§ **Directive**
Rewrite these records with "top-left corner" changed to "upper-left corner" everywhere it appears, and keep everything else the same.

§ **Given records**
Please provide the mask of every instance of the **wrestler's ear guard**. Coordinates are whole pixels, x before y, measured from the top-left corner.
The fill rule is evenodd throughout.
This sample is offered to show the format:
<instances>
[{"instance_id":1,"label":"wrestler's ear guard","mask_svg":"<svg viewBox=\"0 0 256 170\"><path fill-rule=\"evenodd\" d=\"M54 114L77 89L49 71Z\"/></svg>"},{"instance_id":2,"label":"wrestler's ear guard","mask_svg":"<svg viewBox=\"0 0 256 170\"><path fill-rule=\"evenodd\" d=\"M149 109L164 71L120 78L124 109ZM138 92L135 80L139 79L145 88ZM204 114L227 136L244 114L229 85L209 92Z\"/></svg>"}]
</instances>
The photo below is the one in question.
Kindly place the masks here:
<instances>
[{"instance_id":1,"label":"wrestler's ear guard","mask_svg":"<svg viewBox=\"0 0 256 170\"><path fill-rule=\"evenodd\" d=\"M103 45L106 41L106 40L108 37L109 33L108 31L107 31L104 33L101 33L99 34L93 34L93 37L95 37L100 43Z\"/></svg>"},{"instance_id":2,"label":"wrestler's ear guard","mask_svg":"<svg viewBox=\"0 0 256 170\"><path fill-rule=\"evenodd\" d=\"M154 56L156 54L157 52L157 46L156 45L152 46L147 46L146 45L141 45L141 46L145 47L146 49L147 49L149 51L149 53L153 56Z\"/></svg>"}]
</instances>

§ **Finished answer**
Please provide the mask of every instance of the **wrestler's ear guard**. Coordinates are whole pixels, x before y, measured from the upper-left corner.
The fill rule is evenodd throughout.
This sample is offered to show the format:
<instances>
[{"instance_id":1,"label":"wrestler's ear guard","mask_svg":"<svg viewBox=\"0 0 256 170\"><path fill-rule=\"evenodd\" d=\"M54 114L77 89L49 71Z\"/></svg>"},{"instance_id":2,"label":"wrestler's ear guard","mask_svg":"<svg viewBox=\"0 0 256 170\"><path fill-rule=\"evenodd\" d=\"M149 109L164 71L120 78L124 109ZM138 92L135 80L139 79L145 88ZM204 114L227 136L244 114L229 85L209 92Z\"/></svg>"}]
</instances>
The photo below is the one in question.
Kindly place the masks here:
<instances>
[{"instance_id":1,"label":"wrestler's ear guard","mask_svg":"<svg viewBox=\"0 0 256 170\"><path fill-rule=\"evenodd\" d=\"M103 45L106 41L106 40L108 37L109 33L108 31L107 31L104 33L101 33L99 34L93 34L93 37L95 37L100 43Z\"/></svg>"},{"instance_id":2,"label":"wrestler's ear guard","mask_svg":"<svg viewBox=\"0 0 256 170\"><path fill-rule=\"evenodd\" d=\"M154 56L156 54L157 52L157 46L156 45L152 46L147 46L146 45L141 45L141 46L145 47L146 49L147 49L149 51L149 53L153 56Z\"/></svg>"}]
</instances>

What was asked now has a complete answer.